Qué hacer
En el tramo desde la línea que contiene "Batch job #204 — target class is open" hasta la que contiene "[176,68,296,221]", ambas incluidas, sustituye "instance" por "occurrence" y reproduce solo esas líneas sin ningún otro cambio.

Material extraído
• • • •
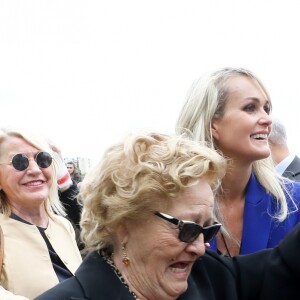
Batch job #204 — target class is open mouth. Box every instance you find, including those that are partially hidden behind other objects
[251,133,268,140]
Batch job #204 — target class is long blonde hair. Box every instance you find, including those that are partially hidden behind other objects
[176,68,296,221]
• • • •
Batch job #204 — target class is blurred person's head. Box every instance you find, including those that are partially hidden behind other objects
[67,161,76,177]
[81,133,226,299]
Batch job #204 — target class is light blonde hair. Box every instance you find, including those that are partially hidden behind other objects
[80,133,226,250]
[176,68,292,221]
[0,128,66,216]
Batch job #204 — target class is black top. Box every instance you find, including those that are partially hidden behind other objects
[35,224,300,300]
• • • •
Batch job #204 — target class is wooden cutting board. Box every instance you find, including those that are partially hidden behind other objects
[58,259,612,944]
• • • •
Respuesta final
Batch job #204 — target class is open mouth. Box every occurrence you find, including those that are partially hidden behind other objects
[251,133,268,140]
Batch job #204 — target class is long blonde hair. Box every occurrence you find, including those that are partially hidden behind other objects
[176,68,296,221]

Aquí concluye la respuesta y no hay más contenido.